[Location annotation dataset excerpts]
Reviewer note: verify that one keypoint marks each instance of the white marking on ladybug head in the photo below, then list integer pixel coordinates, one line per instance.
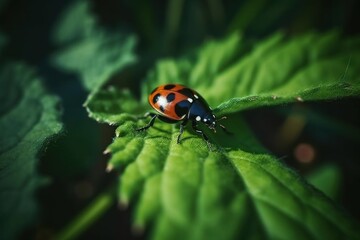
(162, 101)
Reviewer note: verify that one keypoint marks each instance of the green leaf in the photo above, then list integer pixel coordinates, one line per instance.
(3, 41)
(75, 23)
(94, 53)
(29, 117)
(328, 179)
(236, 191)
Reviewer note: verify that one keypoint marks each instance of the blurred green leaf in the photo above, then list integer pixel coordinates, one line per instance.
(94, 53)
(328, 179)
(75, 24)
(236, 191)
(29, 117)
(3, 41)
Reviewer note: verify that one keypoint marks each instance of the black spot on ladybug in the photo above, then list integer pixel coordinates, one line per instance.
(186, 92)
(182, 108)
(169, 86)
(170, 97)
(156, 98)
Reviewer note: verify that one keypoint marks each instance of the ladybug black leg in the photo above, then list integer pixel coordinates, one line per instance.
(150, 124)
(182, 125)
(224, 129)
(200, 132)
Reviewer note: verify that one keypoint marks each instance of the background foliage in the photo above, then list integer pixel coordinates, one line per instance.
(89, 51)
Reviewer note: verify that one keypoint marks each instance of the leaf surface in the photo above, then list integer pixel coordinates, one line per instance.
(238, 190)
(89, 50)
(29, 117)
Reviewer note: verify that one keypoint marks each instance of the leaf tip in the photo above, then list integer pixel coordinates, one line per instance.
(138, 229)
(299, 99)
(109, 167)
(107, 151)
(123, 203)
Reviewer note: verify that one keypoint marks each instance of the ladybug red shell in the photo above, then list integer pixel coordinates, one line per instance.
(175, 102)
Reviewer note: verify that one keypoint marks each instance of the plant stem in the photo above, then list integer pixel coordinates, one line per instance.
(88, 216)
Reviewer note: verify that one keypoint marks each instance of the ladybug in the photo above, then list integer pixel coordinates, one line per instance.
(175, 102)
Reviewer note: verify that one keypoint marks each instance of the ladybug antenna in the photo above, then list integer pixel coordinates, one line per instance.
(222, 118)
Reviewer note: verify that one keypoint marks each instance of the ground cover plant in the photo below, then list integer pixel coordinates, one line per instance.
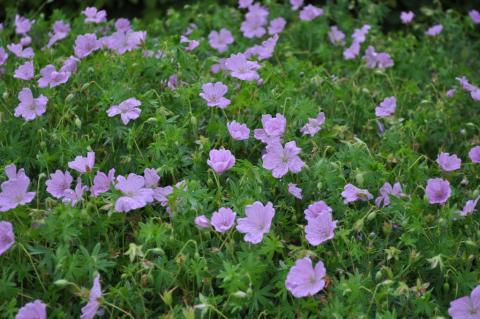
(269, 160)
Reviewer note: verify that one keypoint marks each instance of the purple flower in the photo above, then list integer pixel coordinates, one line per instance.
(220, 40)
(294, 190)
(469, 207)
(241, 68)
(127, 109)
(58, 183)
(277, 25)
(474, 154)
(102, 182)
(213, 93)
(281, 159)
(257, 221)
(310, 12)
(387, 107)
(202, 222)
(135, 194)
(320, 229)
(221, 160)
(86, 44)
(407, 17)
(434, 30)
(29, 107)
(317, 209)
(223, 219)
(273, 128)
(25, 71)
(467, 307)
(7, 237)
(313, 125)
(438, 191)
(22, 24)
(238, 131)
(83, 164)
(92, 15)
(90, 309)
(352, 193)
(448, 162)
(475, 16)
(303, 280)
(33, 310)
(386, 190)
(336, 36)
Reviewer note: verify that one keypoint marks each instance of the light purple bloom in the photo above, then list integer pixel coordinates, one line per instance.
(320, 229)
(93, 15)
(407, 17)
(434, 30)
(467, 307)
(303, 280)
(352, 193)
(310, 12)
(58, 183)
(313, 125)
(7, 237)
(214, 93)
(25, 71)
(90, 309)
(221, 160)
(281, 159)
(29, 107)
(135, 194)
(33, 310)
(448, 162)
(438, 191)
(294, 190)
(273, 128)
(86, 44)
(127, 109)
(220, 40)
(257, 221)
(223, 219)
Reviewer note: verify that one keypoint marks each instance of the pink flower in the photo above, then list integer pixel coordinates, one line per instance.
(83, 164)
(449, 162)
(257, 222)
(90, 309)
(294, 190)
(387, 107)
(467, 307)
(25, 71)
(438, 191)
(127, 109)
(33, 310)
(220, 40)
(221, 160)
(281, 159)
(7, 237)
(214, 93)
(352, 193)
(314, 125)
(303, 280)
(273, 128)
(223, 219)
(29, 107)
(58, 183)
(92, 15)
(135, 194)
(310, 12)
(238, 131)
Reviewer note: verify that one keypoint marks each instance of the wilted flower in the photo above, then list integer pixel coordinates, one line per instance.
(303, 280)
(257, 221)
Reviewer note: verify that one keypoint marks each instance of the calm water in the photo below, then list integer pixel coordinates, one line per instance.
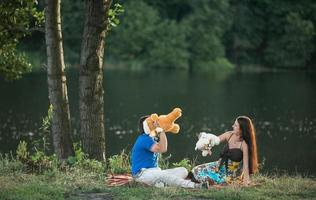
(282, 106)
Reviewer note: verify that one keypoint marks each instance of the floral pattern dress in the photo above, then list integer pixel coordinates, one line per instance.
(226, 170)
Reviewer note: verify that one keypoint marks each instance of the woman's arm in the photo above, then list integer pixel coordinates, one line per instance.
(246, 179)
(224, 137)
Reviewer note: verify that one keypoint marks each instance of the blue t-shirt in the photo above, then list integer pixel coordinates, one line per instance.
(142, 157)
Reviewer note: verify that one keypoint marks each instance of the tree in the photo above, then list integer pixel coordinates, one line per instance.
(57, 87)
(91, 104)
(18, 19)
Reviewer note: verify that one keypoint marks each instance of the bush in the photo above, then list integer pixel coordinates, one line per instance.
(119, 164)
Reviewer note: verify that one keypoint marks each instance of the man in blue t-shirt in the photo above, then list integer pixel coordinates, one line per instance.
(144, 160)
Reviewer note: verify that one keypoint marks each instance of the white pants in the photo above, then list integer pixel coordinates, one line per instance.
(170, 177)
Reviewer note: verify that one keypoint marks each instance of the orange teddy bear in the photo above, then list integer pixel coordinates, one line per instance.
(166, 122)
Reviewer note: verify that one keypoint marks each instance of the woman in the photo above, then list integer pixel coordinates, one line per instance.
(238, 159)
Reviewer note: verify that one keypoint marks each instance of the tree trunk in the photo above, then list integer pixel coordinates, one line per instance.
(91, 104)
(56, 78)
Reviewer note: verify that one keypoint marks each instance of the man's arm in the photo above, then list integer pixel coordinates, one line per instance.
(162, 145)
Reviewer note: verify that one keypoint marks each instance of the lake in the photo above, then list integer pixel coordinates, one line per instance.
(281, 104)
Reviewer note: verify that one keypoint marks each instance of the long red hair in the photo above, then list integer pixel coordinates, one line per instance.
(249, 136)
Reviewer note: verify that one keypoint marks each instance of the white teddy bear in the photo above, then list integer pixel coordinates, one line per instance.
(206, 142)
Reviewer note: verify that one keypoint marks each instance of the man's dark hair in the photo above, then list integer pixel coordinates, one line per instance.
(140, 124)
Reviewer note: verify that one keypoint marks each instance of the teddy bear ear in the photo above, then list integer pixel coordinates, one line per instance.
(154, 117)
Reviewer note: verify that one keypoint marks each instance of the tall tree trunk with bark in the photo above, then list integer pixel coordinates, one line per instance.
(61, 127)
(91, 103)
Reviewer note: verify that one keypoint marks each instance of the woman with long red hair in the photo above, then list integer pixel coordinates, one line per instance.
(238, 159)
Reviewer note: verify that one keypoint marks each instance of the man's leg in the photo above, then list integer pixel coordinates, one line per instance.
(157, 177)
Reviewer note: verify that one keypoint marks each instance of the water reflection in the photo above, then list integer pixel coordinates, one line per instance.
(282, 106)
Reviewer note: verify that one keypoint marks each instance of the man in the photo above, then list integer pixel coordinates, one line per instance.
(144, 160)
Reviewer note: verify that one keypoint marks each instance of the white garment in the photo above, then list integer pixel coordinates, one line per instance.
(170, 177)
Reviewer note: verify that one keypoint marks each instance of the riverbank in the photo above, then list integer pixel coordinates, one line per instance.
(78, 184)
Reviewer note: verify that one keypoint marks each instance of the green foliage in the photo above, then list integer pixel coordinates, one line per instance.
(43, 144)
(293, 45)
(22, 152)
(114, 13)
(8, 164)
(208, 22)
(119, 164)
(17, 16)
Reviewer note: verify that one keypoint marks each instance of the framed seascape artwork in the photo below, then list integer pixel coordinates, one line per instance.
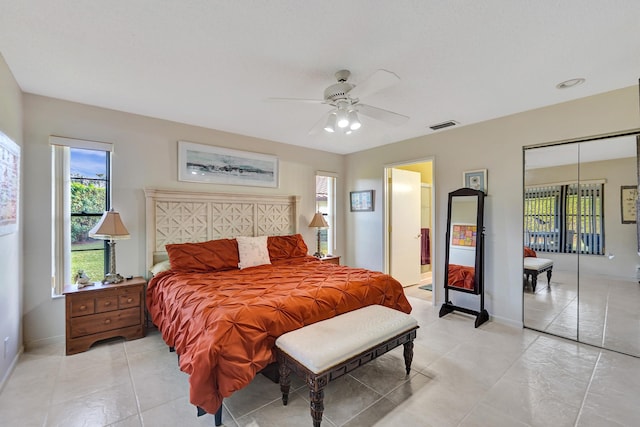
(9, 184)
(361, 201)
(628, 199)
(476, 180)
(217, 165)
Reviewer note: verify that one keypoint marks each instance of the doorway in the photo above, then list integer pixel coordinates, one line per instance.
(415, 244)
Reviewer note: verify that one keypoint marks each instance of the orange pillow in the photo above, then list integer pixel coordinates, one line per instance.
(282, 247)
(214, 255)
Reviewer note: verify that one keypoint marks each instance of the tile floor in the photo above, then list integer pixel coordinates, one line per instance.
(602, 312)
(491, 376)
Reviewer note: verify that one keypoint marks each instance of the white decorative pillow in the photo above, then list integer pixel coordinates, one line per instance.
(252, 251)
(160, 267)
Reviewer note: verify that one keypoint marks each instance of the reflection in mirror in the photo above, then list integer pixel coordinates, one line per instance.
(464, 252)
(462, 242)
(574, 216)
(549, 305)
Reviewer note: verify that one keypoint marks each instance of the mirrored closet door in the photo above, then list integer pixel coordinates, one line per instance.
(580, 222)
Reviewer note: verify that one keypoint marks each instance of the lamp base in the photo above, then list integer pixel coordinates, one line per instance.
(113, 278)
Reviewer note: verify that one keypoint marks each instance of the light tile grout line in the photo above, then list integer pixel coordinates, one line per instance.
(584, 398)
(481, 401)
(133, 384)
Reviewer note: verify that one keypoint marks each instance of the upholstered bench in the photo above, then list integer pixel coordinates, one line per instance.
(326, 350)
(534, 266)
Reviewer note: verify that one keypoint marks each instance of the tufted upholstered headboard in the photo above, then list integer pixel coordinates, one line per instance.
(184, 216)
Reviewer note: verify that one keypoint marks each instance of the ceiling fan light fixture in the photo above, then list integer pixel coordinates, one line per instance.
(570, 83)
(341, 118)
(331, 123)
(354, 122)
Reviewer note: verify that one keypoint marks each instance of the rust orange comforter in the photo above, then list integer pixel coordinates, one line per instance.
(224, 324)
(461, 276)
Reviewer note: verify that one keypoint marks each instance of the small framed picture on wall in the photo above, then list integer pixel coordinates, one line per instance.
(476, 180)
(361, 201)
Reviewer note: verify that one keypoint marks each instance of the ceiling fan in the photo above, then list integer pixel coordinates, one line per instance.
(345, 98)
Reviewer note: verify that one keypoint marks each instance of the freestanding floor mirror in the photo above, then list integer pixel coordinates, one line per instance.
(464, 258)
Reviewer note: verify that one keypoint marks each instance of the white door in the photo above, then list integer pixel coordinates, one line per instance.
(404, 251)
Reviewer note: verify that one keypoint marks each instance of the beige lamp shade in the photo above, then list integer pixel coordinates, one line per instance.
(318, 221)
(110, 227)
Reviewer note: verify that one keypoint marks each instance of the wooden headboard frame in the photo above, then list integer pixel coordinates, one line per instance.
(185, 216)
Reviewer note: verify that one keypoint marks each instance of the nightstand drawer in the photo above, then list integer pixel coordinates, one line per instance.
(103, 311)
(86, 325)
(128, 298)
(106, 303)
(83, 306)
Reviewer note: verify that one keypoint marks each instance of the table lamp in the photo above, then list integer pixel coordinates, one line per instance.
(111, 228)
(319, 222)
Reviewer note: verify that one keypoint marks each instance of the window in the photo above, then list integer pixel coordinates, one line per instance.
(325, 204)
(565, 218)
(81, 194)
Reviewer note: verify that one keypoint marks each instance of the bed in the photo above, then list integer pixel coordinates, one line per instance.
(223, 320)
(461, 276)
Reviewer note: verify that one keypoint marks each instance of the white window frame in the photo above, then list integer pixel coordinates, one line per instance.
(330, 212)
(61, 205)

• _Task details_:
Write out the lines above from the one containing "of the beige" through the last, exactly as they are.

• _The answer_:
Reviewer note: verify that one keypoint marks each instance of the beige lamp shade in the photo above, then list integer pixel coordinates, one line per instance.
(318, 221)
(110, 227)
Reviewer note: verify that one keypoint marks each instance of the wooden headboard frame in the photo above, then list integer pixel coordinates, one line per instance.
(185, 216)
Reviewer note: verify that one keypoint marks each instance of the nightstand drawer in the photo above, then list integer pixel coordinates, one line per instance.
(103, 311)
(86, 325)
(128, 298)
(106, 303)
(83, 306)
Reviewer note: verify that one keypoint marks each instance of the table lamp in the photo above, then list integer pixel coordinates, one line per instance.
(111, 228)
(319, 222)
Reviewer note: verify that one keypoint marks each instance of the window in the photo above, then list integer pixel coordinates, one line per instance.
(325, 204)
(565, 218)
(81, 194)
Reviewer note: verify that one keypoint marks each instance of the bed in the photo above, then list integer pixel coordinates, one line per instance.
(223, 320)
(461, 276)
Reviewer note: verify that one keypoint marks each instance of the white window frame in the photo above, then list integer pixel coordinates, one line per instance.
(330, 212)
(61, 205)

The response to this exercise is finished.